──────── Texte source

Girls Power vs féminisme

Tout s’est achevé vendredi, par chance, me libérant de trois mois d’indignation devant le poste. Au cours de ces trois mois, tandis que chaque soir le sponsor de Secret Story surinait avec machisme : « Qui a les plus grosses maracas ? », sa candidate la plus populaire, Cindy, voulait tout du moins nous prouver qu’elle avait l’apanage du girl power et de la cause des femmes. Les micros-trottoirs le lui ont bien rendu. Erratum : si cette femme représente le girl power aujourd’hui, je veux tout aussi bien croire qu’elle fait partie de l’Académie française…

Petit réajustement. Le concept de girl power est né au début des années 1990. Initialement prononcé « grrrl power », il est associé à un groupe de musique punk lesbien, les « Riot Grrrl », qui contribuèrent activement au mouvement du « third-wave feminism » aux Etats-Unis. Par la suite, le terme se voit popularisé par le groupe anglais des « Spice girls » dans la seconde moitié des années 1990. On note le changement de registre complet.
En 2009, donc, une héroïne de téléréalité qui m’évoque davantage les photos de Cindy Sherman que les portraits de Marilyn Monroe appelle aux droits des femmes en tyrannisant les candidats masculins de l’émission afin de fonder un « clan » girl power. Elle se présente elle-même comme une « grande gueule » et le fait savoir. Tout au long du jeu, elle prend les traits d’une fine manipulatrice, et, scandant à tout va son naturel, il me semble qu’elle ne cesse jamais de jouer. En somme, elle incarne une sorte de caricature historique que les hommes pouvaient faire des femmes : emmerdeuses, manipulatrice et fausses. Drôle de manière de défendre notre pouvoir. D’autre part, quand Cindy dont le net connait les vidéos érotiques minaude toute poitrine dehors devant les caméras, son pouvoir de femme n’est autre qu’un pouvoir du corps. On est bien loin de l’élévation de la troisième vague féministe contre la pornographie et l’image de la femme objet.

────────────────

Remplacez « punk » par « rock » dans le passage du texte sur le girl power situé entre « Petit réajustement. Le » et « de registre complet. », inclus, puis recopiez ce passage ainsi modifié.

──────── Données fournies

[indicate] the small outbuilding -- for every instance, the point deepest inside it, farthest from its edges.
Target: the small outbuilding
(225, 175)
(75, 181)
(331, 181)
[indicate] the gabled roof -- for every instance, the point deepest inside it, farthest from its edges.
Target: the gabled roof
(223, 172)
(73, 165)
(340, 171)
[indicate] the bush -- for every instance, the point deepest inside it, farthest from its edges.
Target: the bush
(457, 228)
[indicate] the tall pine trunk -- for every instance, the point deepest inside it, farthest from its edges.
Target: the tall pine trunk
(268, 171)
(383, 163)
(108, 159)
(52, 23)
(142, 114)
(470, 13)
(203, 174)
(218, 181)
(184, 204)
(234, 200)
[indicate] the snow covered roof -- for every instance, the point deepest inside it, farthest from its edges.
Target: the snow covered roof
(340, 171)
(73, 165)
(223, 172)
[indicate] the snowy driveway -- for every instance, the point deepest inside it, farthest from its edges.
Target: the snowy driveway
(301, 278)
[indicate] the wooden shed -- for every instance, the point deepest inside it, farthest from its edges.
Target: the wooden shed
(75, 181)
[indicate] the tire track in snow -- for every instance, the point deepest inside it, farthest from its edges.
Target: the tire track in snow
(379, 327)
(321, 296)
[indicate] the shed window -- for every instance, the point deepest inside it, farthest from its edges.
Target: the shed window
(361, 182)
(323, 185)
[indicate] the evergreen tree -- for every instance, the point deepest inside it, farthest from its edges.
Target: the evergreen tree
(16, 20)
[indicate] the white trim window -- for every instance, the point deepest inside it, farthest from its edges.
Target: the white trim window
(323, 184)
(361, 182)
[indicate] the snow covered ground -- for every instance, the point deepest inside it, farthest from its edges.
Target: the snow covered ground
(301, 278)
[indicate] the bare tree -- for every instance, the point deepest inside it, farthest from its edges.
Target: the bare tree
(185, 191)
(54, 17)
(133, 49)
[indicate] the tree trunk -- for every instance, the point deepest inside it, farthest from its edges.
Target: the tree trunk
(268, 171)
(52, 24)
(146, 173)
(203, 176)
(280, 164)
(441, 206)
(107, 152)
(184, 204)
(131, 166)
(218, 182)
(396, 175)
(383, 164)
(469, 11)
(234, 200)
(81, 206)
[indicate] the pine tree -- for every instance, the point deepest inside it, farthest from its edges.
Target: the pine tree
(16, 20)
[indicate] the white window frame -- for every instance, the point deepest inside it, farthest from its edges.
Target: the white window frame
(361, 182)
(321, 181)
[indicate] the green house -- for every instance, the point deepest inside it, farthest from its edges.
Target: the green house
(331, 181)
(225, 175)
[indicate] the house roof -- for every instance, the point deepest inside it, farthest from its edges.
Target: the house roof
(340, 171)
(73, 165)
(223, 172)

────────────────

## Corrigé détaillé
Petit réajustement. Le concept de girl power est né au début des années 1990. Initialement prononcé « grrrl power », il est associé à un groupe de musique rock lesbien, les « Riot Grrrl », qui contribuèrent activement au mouvement du « third-wave feminism » aux Etats-Unis. Par la suite, le terme se voit popularisé par le groupe anglais des « Spice girls » dans la seconde moitié des années 1990. On note le changement de registre complet.